EXERCISE INSTRUCTIONS: Repeat all of the material exactly, with no line missing.
--------------------------------------------------
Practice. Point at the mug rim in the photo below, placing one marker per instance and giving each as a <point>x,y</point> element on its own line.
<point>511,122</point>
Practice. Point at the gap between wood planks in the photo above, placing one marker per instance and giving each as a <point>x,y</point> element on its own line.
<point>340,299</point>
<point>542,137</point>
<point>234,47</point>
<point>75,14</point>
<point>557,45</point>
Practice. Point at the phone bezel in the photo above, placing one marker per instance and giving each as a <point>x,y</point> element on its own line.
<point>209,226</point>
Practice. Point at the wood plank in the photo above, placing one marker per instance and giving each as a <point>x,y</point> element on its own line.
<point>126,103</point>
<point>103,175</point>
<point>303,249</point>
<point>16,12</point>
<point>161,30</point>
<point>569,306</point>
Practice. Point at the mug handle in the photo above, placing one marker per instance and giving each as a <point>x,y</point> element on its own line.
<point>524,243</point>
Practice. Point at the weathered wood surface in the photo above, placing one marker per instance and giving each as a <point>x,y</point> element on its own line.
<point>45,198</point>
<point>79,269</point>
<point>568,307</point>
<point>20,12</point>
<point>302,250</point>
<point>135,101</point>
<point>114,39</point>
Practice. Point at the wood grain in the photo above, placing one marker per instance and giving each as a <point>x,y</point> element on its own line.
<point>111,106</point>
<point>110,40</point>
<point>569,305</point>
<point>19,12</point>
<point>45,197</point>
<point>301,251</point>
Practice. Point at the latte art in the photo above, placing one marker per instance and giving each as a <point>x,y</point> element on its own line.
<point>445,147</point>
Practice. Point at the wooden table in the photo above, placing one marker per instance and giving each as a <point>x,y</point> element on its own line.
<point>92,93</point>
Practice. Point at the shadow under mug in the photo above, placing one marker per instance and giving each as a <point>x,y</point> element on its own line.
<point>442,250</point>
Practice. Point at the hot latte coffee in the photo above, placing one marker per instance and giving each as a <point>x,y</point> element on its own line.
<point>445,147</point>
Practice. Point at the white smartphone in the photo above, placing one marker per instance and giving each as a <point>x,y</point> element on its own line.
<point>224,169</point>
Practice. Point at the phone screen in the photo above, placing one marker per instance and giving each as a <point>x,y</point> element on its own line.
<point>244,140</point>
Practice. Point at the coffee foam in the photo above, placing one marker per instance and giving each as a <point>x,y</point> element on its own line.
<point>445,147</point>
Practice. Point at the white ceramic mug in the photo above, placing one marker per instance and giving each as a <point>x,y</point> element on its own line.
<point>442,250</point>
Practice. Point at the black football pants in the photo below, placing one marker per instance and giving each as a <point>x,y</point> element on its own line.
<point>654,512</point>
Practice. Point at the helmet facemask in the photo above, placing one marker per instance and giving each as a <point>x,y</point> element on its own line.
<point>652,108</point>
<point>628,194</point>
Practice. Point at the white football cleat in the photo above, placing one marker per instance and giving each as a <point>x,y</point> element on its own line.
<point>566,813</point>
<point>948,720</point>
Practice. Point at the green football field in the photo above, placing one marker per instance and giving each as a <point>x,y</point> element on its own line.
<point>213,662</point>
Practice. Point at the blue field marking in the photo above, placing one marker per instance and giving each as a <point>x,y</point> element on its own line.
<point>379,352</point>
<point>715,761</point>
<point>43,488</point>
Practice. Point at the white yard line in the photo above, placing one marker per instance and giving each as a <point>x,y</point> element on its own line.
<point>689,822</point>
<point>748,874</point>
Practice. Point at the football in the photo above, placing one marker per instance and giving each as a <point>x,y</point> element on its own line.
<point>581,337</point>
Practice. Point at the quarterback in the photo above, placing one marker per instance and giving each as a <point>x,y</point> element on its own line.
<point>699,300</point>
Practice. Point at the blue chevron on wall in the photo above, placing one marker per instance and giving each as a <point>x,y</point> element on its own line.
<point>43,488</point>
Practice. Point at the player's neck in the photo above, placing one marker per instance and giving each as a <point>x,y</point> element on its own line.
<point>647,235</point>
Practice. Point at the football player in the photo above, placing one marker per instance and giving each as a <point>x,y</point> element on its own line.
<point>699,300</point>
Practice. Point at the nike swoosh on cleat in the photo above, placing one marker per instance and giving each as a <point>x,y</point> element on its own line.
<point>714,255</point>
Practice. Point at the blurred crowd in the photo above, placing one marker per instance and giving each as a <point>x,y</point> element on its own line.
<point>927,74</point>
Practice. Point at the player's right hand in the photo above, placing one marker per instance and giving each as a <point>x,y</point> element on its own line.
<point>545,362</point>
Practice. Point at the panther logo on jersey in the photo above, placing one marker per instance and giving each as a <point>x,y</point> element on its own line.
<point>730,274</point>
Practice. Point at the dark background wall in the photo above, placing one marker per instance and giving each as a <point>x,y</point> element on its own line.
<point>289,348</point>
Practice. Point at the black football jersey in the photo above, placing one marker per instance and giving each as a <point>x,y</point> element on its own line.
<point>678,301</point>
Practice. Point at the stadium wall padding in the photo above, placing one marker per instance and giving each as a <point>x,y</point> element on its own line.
--------------------------------------------------
RESPONSE TO THE TASK:
Practice. Point at the mug rim in the photo below, placing one marker per instance and giving each as a <point>x,y</point> element on its own line.
<point>511,122</point>
Practice. Point at the gap between wood planks in the photo above, placing one marker per instance and giving each as a <point>x,y</point> element on its own line.
<point>340,299</point>
<point>542,137</point>
<point>234,47</point>
<point>75,14</point>
<point>557,45</point>
Practice. Point at the phone bezel in the photo above, placing one marker per instance and giving each as a <point>x,y</point> element on its own line.
<point>209,226</point>
Practice. Point at the wood plank in the photo above, placing one marker per instance and giving each as a <point>x,y</point> element on its own line.
<point>126,103</point>
<point>103,175</point>
<point>303,249</point>
<point>16,12</point>
<point>161,30</point>
<point>569,306</point>
Practice. Point at the mug handle in the photo above, placing one marker per instance and giving each as a <point>x,y</point> element on its own line.
<point>524,243</point>
Practice. Point at the weathered wood surface in the photo above, placing one marker per instance and giving each as a <point>x,y</point> element on its own line.
<point>45,198</point>
<point>79,269</point>
<point>568,307</point>
<point>20,12</point>
<point>302,250</point>
<point>135,101</point>
<point>114,39</point>
Practice. Point at the wood grain in the photo above, placing one marker per instance and giving each as a <point>x,y</point> element on its own line.
<point>111,106</point>
<point>110,40</point>
<point>569,305</point>
<point>19,12</point>
<point>45,197</point>
<point>301,251</point>
Practice. Point at the latte art in the photo above, placing one marker per instance and giving each as a <point>x,y</point> element on its own line.
<point>445,147</point>
Practice. Point at the wooden table in the photo above, placing one marker per instance and giving each as a <point>x,y</point> element on its own line.
<point>92,93</point>
Practice. Point at the shadow under mug in the photo above, placing one marker per instance and giving each as a <point>x,y</point> element on its own line.
<point>442,250</point>
Practice. Point at the hot latte coffee in the photo above, placing one marker per instance and giving each as a <point>x,y</point> element on its own line.
<point>445,147</point>
Practice. Point at the white smartphone in the photo above, placing one marker per instance and giving each as a <point>x,y</point> element on its own line.
<point>224,169</point>
Practice. Point at the phone screen in the photo above, placing one marker per instance and giving each as a <point>x,y</point> element on its own line.
<point>244,140</point>
Practice. Point at the coffee foam in the photo above, placing one marker per instance and giving each as a <point>x,y</point> element on its own line.
<point>445,147</point>
Practice. Point at the white ceramic mug in the photo above, placing one marker per instance and giving each as a <point>x,y</point> element on its own line.
<point>442,250</point>
Practice. Point at the black football pants in the photo below, placing one marker per instance and giving each as a <point>x,y</point> element on its own line.
<point>654,512</point>
Practice. Point at the helmet facemask in the photo above, placing one marker per instance and giving each as a <point>x,y</point> element on its own line.
<point>652,108</point>
<point>628,194</point>
Practice. Point at the white football cleat in the photo above, placing one marker per instance and giving each as a <point>x,y</point> element on its own line.
<point>566,813</point>
<point>948,720</point>
Practice. Point at the green football field in the photo above, placing one marker per instance and giving each as a <point>x,y</point> element on its own line.
<point>213,662</point>
Practice. Point at the blue field marking in the photo above, placing one marker per instance and giving each as a <point>x,y</point> element on its own line.
<point>379,352</point>
<point>715,761</point>
<point>43,488</point>
Practice. Point at the white yard line in the photo above, placing one marker per instance and giving each as a <point>x,y</point> element on its own line.
<point>689,822</point>
<point>748,874</point>
Practice. Point at the football in the photo above, placing one marker per instance and giving each as a <point>x,y</point> element on its own line.
<point>581,337</point>
Practice. Point at the quarterback in the photo above, placing one marker per instance and giving each as a <point>x,y</point> element on its own line.
<point>699,300</point>
Practice. Point at the blue chevron on wall in the photo above, placing one marker per instance and giving each as a <point>x,y</point> element on its own line.
<point>43,488</point>
Practice. Point at the player's neck in the photo above, placing one marker per instance and giving each as a <point>x,y</point> element on its own line.
<point>647,235</point>
Practice. Point at the football player in the photo above, placing one marker per instance and giving each as a <point>x,y</point> element on its own line.
<point>699,300</point>
Practice. Point at the nike swoosh on cleat in the photo above, placing one marker per instance and giving each as a <point>x,y</point> element on its own line.
<point>714,255</point>
Practice. Point at the blurred crowd in the photo above, placing one marker per instance and giving each as a <point>x,y</point> element on its own line.
<point>927,74</point>
Practice. Point at the player's right hand in the photo above, placing one marker per instance and giving each as a <point>x,y</point> element on its own line.
<point>545,362</point>
Practice. Point at the panther logo on jersey in the photo above, placing one marker per instance and giving each as a <point>x,y</point> element on its own line.
<point>730,274</point>
Practice. Point at the dark background wall in the photo above, placing one marker per instance and giving each as a <point>x,y</point> element on its own line.
<point>289,348</point>
Practice. Point at the black football jersey in the photo above, placing one marker per instance and giving each as a <point>x,y</point> element on its own line.
<point>678,301</point>
Practice. Point at the stadium wall padding in the photo above, placing one marker per instance and giving each as a <point>x,y</point> element on its own line.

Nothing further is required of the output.